TASK INSTRUCTIONS =
Can you copy out the passage on opening up conversations about risk management below, word for word?

Opening up conversations
Risk management should provide assurance at board or senior project team level that risks are being managed effectively. At the same time, if someone cannot achieve their objectives because they do not have the authority to carry out particular controls, it should give them the ability to have a conversation with the management level above them. It allows people to go to the right level of authority within their organization, to ask for permission to spend more time managing the risk or, in certain circumstances, even change the parameters regarding the context or objectives.
It should support decision-making for senior management as well, based on greater understanding and clarity of the risks and reasons behind controls. Again, this is often missed. Even when people write down the controls, it can be little more than a tick-box exercise. The key questions are: What are those controls doing? Are they managing risk? Is there support for them? What's required from senior management and how do they have assurance? Effective risk management, following the best practice outlined in M_o_R 4, can open these conversations up at all levels of an organization.

Location identification entries:

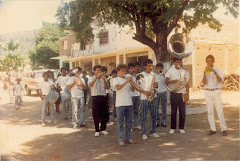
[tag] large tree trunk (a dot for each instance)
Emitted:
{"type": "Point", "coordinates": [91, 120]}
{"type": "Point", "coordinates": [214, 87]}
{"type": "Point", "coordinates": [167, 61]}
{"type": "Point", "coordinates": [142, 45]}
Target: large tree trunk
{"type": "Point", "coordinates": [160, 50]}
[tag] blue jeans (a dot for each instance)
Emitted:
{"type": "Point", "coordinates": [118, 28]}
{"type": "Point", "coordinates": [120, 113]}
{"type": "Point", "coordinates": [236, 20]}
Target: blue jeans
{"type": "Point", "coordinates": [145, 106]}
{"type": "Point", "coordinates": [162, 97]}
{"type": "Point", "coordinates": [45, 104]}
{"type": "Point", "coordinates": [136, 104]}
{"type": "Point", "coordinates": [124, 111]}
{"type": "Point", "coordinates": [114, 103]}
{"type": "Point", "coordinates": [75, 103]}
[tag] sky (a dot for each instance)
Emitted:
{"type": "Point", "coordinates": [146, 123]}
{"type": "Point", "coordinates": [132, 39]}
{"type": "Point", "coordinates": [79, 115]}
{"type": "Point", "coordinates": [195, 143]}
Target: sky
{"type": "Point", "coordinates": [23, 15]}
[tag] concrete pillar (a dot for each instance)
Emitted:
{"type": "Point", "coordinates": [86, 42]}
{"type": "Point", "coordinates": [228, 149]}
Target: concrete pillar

---

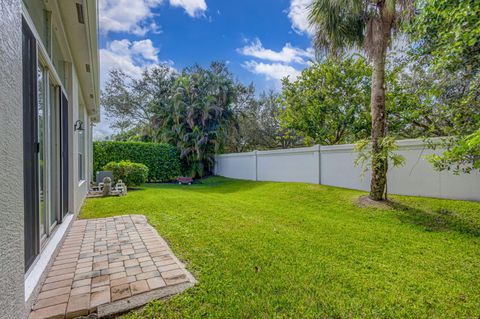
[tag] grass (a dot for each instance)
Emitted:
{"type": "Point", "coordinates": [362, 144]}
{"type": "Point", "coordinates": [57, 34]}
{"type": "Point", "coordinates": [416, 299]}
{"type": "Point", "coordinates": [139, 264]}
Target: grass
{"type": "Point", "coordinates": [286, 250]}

CORRECT OUTPUT =
Opening up conversations
Risk management should provide assurance at board or senior project team level that risks are being managed effectively. At the same time, if someone cannot achieve their objectives because they do not have the authority to carry out particular controls, it should give them the ability to have a conversation with the management level above them. It allows people to go to the right level of authority within their organization, to ask for permission to spend more time managing the risk or, in certain circumstances, even change the parameters regarding the context or objectives.
It should support decision-making for senior management as well, based on greater understanding and clarity of the risks and reasons behind controls. Again, this is often missed. Even when people write down the controls, it can be little more than a tick-box exercise. The key questions are: What are those controls doing? Are they managing risk? Is there support for them? What's required from senior management and how do they have assurance? Effective risk management, following the best practice outlined in M_o_R 4, can open these conversations up at all levels of an organization.